*Belge Alıntısı*:
▼

4 Aralık 2019 Çarşamba

Yaratıcılık Nasıl Ölçülür



Aşağıdaki yazı çok temel bir soruya odaklanıyor. Sınavlarla bilgiyi ölçebildiğimiz için mi bilgiye dayalı sınav yapısı bir okulun en değerlisi, diğer gelişim alanları ölçülemediği için mi gemide kurtarılacaklar arasında sonlarda değerlendiriliyor. Bunu tartışmaya başlamamız dahi okulumuzun ismine yakışır bir yeniye açıklık göstergesidir. Aşağıdaki alıntı bir eğitimci olarak beni derinden etkiledi. Alıntı yaptığım bu bölüm ise kafamdaki temel bir soruya oldukça güzel bir yanıt penceresi açıyor.

Öğrencilerimize ve ailelerine proje kazanımları ile ilgili nasıl etkili geri bildirimler verebiliriz?

“Standartlaştırılmış sınavların sınıf etkinlikleri için müfredatı belirlediği bir dönemde yaratıcılığı nasıl teşvik edebilir ve destekleyebiliriz? Birçok yerde, standart sınavlar çocukların okul dışındaki özel hayatlarına yönelik gündemi bile belirler.

Standart sınavları savunan bazı iyi argümanlar var. Hesap verebilmek , öğretmenler hakkında geri bildirimde bulunmak ve öğrenciler için bildirimde bulunmak önemli.

▲

*Veri Kümesi*:
▼

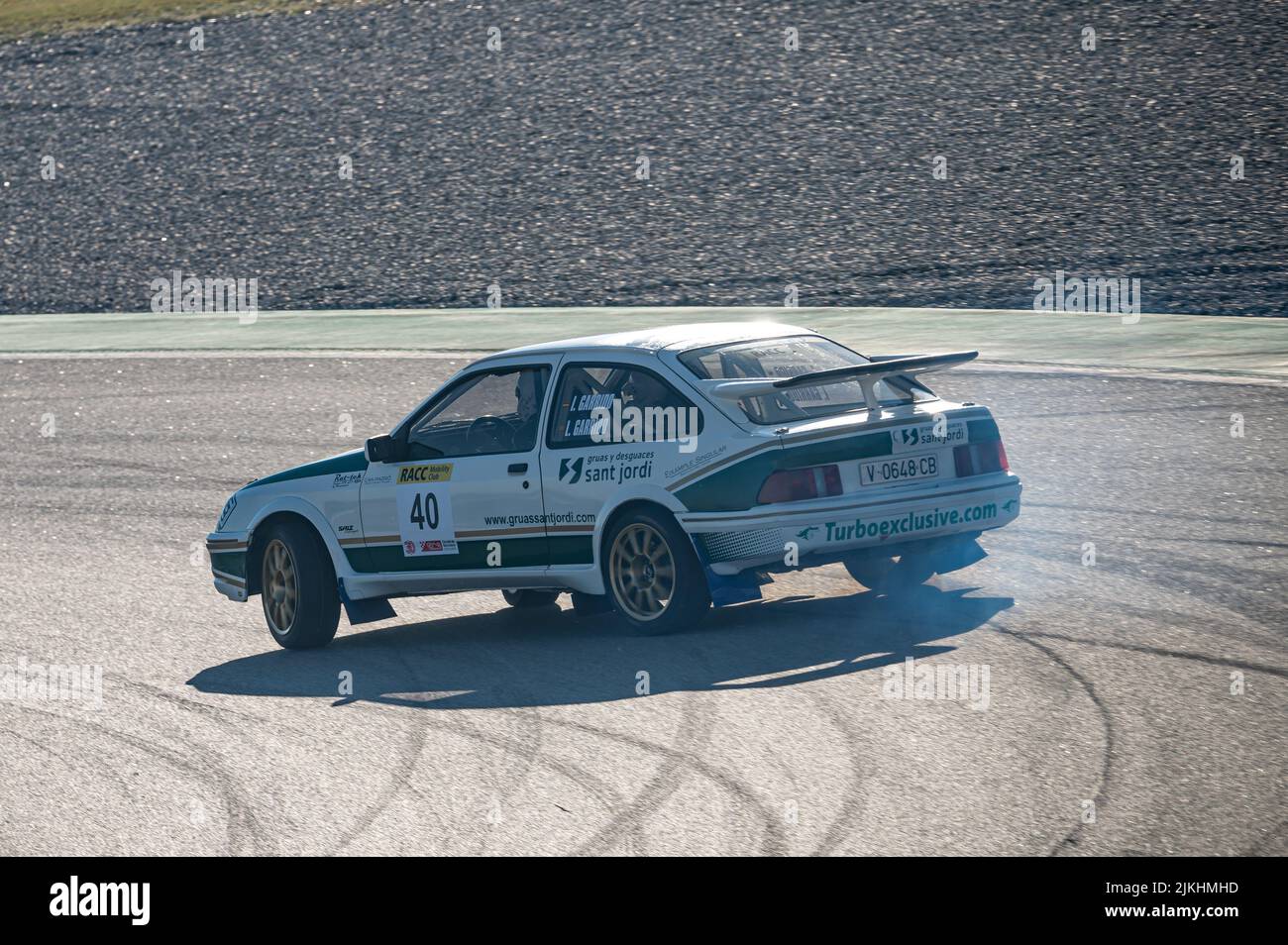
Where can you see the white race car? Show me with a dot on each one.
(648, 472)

▲
▼

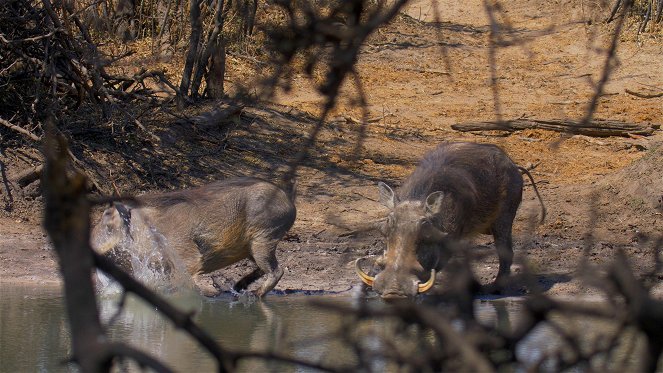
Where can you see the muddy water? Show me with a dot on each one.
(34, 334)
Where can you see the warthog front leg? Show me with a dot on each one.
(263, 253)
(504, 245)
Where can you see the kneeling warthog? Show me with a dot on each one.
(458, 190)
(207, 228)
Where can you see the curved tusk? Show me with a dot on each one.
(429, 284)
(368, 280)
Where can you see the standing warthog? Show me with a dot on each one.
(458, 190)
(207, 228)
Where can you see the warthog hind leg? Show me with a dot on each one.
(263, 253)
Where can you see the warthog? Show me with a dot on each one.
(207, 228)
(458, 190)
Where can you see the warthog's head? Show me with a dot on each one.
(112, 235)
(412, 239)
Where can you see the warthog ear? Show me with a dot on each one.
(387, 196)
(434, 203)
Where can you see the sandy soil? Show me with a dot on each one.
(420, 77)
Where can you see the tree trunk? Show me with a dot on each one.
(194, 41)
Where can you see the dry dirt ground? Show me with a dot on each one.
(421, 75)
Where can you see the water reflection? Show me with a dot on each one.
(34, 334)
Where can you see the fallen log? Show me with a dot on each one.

▲
▼

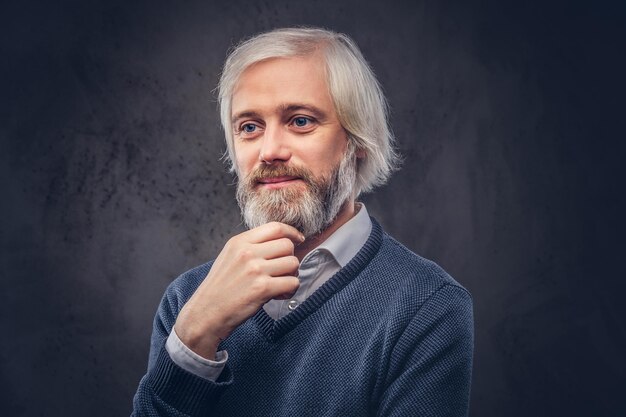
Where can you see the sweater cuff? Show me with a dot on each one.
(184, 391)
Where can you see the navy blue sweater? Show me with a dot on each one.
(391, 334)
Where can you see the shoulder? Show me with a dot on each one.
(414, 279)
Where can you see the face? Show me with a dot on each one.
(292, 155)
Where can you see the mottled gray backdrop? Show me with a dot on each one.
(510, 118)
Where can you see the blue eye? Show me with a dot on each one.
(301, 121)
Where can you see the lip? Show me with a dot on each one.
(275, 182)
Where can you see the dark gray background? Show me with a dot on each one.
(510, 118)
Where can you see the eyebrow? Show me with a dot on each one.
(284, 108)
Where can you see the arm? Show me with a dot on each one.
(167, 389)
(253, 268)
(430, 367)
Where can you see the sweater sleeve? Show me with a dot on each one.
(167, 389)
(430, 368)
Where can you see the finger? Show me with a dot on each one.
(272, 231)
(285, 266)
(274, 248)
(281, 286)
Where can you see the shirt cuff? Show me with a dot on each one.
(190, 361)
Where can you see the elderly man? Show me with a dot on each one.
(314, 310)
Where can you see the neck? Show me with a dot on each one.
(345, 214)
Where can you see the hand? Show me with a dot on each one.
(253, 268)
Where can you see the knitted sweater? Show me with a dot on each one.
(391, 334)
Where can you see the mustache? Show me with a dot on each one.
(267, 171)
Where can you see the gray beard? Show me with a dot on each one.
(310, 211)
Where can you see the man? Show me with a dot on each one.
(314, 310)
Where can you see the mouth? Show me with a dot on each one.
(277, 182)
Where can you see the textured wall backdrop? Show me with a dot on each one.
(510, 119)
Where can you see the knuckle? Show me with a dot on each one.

▲

*Alıştırma*: Yaratıcılığın nasıl ölçüleceğini anlatan yazıyı son cümlesinden sonra devam ettirin.

*Alıştırma Çıktısı*:
Ama standart sınavlar doğru ölçümleme yapıyor mu? Sınavlar, öğrencilerin aritmetik problemleri ne kadar doğru bir şekilde çözdüğünü, geçmişteki önemli tarihleri ne kadar iyi öğrendiğini, ya da talimatları ne kadar iyi takip edebildiğini ölçüyor olabilir. Ancak sınavlar çocukların hayatlarında en büyük farkı yaratacak şeyleri ölçmeye yetkin mi? Özellikle öğrencilerin yaratıcı düşünebilme yeteneklerini ölçebilir mi?
Okullar yaratıcı düşünmeyi nasıl ölçeceklerini bilemez. Bu nedenle daha kolay ölçebilecekleri şeyleri ölçerler. Bu ölçümlerden bazıları faydalı olabilirken birtakım çarpık öncelikler doğurabilir. Eski bir deyiş vardır: ”Neyi ölçersek ona değer veririz.” Okullar, çocuklara hayatlarında en büyük farkı yaratacak şeylere değer vermek ve odaklanmak yerine, ölçebilecekleri şeylere daha fazla dikkat çekmek ve daha fazla değer vermeyi tercih ediyor.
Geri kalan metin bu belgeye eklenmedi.